Data extracted from a collection
--

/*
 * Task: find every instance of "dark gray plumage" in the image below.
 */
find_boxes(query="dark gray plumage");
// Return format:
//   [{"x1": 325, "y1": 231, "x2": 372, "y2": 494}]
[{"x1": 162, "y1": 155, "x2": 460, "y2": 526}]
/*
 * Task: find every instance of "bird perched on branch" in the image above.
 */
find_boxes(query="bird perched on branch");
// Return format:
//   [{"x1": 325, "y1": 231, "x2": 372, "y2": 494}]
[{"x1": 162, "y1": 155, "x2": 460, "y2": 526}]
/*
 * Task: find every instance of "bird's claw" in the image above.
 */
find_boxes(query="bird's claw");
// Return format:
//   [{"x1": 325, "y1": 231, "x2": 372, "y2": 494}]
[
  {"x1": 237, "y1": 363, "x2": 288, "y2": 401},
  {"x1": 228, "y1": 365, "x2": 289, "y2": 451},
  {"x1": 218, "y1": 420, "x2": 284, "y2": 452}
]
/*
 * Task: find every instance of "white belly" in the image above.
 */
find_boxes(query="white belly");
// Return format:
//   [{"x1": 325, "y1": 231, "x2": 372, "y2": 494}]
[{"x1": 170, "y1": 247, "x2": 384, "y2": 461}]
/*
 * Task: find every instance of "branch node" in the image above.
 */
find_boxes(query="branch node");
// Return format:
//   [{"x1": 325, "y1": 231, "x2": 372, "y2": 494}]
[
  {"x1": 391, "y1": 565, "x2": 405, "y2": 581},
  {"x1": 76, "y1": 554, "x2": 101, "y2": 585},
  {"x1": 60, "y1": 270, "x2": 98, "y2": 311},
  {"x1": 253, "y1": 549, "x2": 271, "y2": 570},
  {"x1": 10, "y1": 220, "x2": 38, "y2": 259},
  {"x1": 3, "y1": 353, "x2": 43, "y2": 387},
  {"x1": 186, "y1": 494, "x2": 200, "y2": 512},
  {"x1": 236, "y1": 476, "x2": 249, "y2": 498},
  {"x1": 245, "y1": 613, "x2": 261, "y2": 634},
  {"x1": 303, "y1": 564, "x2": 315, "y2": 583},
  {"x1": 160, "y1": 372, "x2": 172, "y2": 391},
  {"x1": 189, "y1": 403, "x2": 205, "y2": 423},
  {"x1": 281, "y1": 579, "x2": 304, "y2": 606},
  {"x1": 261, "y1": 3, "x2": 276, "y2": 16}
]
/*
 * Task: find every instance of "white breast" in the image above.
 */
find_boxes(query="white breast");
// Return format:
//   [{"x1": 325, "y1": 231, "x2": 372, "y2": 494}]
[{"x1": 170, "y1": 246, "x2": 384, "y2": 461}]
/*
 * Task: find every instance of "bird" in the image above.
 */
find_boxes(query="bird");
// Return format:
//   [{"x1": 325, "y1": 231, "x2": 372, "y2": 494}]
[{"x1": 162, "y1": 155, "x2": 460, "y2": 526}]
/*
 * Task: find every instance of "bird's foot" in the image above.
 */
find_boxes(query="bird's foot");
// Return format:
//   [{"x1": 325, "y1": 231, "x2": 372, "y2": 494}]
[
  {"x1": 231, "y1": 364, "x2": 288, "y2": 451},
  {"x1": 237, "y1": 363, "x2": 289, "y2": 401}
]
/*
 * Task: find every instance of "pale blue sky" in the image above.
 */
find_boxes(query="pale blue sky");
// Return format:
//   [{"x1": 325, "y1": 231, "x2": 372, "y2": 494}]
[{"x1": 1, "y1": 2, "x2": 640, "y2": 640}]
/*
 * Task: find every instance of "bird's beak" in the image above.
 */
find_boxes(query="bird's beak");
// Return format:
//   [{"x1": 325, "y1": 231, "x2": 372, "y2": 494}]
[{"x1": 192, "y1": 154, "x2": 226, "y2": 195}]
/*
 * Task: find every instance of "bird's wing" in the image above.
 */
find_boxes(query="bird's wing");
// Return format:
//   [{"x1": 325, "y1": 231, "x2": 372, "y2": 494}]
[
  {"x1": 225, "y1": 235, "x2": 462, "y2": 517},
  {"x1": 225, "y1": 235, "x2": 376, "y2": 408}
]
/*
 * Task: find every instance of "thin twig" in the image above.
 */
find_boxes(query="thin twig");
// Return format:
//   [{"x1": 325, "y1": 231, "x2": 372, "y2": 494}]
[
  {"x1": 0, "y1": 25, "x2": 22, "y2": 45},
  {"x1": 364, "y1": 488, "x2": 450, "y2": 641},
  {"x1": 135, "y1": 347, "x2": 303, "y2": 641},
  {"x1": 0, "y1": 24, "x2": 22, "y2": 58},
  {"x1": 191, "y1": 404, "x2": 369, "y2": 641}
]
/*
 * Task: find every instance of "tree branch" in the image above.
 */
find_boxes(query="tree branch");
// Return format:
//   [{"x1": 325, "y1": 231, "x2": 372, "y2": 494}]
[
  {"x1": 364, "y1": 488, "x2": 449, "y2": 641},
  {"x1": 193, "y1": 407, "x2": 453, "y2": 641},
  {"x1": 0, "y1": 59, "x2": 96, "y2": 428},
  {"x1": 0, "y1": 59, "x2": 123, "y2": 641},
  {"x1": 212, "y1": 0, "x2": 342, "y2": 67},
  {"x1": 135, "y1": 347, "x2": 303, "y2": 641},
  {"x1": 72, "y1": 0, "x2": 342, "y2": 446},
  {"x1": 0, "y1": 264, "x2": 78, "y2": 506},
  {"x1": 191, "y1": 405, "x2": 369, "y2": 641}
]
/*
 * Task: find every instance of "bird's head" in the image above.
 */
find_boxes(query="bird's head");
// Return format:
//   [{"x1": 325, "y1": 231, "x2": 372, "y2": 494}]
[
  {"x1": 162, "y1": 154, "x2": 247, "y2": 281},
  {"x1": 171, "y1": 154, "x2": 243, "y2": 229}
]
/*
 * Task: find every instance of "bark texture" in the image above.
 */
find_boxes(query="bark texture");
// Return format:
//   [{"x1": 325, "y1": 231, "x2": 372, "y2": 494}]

--

-- Action item --
Among the records above, count the lines that include the word "texture" and state the number by itself.

-- Result for this exercise --
2